■ **Supplied records**:
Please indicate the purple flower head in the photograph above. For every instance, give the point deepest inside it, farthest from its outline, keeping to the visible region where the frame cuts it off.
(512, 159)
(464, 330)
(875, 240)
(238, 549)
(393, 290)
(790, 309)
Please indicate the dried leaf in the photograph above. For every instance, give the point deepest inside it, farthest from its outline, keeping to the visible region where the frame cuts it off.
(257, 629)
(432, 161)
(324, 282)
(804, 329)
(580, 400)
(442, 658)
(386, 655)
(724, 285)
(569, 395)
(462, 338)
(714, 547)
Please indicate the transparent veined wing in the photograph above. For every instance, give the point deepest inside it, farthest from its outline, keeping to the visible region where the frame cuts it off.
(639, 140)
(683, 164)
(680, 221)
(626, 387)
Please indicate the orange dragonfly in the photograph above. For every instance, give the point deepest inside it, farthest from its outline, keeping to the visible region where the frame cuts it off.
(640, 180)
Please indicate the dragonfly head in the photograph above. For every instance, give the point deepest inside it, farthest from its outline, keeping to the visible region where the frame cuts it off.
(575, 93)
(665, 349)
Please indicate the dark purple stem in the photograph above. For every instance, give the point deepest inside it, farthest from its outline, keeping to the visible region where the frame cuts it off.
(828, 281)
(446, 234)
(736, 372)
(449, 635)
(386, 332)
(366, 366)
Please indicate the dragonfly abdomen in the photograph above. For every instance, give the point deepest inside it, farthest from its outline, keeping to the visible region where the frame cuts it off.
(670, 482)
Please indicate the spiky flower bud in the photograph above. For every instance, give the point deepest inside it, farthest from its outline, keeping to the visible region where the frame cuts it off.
...
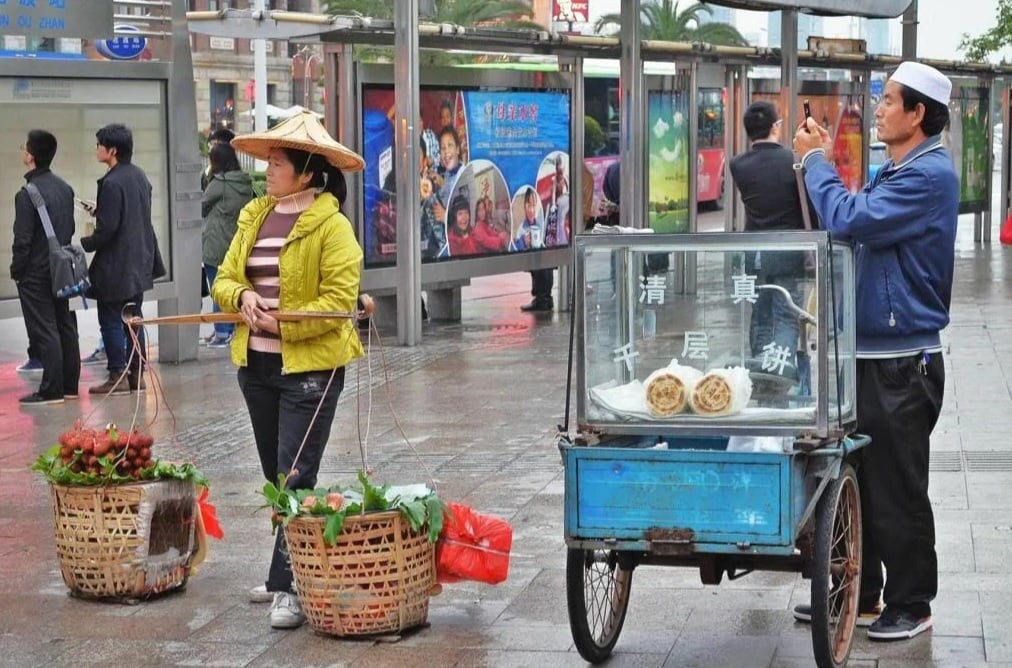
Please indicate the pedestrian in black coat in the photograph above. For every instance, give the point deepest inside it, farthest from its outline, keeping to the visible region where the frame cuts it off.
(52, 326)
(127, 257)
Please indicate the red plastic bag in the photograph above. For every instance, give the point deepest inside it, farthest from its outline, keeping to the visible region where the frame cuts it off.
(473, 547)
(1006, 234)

■ **Assignment**: Reproduce word for word the material above, starting with the line that has "Please indicate the orange" and stopping after the line that has "Please indicate the spiky".

■ **Result for this task**:
Please indicate the orange dragonfly in the photograph above. For every instance, give the point deepest inside it, farthest from its outline, keeping to the visible region where the frame cuts it off.
(640, 180)
Please indicate the dragonfly head in the photograph above. For every instance, give the point deepest inside it, farthest from its outline, keeping to the visible region where the frame cuts it off.
(575, 93)
(665, 349)
Please indicate the dark purple stem in the photograph above. For every instance, give the point deepest inside it, farthest from its outline, keeping to the visible region where the frame cuts it off.
(828, 281)
(446, 234)
(736, 372)
(449, 635)
(386, 332)
(366, 366)
Please indicate the dragonfly abdomen in the photograph above. For every instance, give the point deepest inside it, farthest from its outline, keeping to the visible region where the frame cuts it off.
(670, 482)
Please indicate the spiky flower bud in the photograph above. For every instance, give the point deepest inside it, farthest from its outline, keeping to the visible region where the frame cuts it off.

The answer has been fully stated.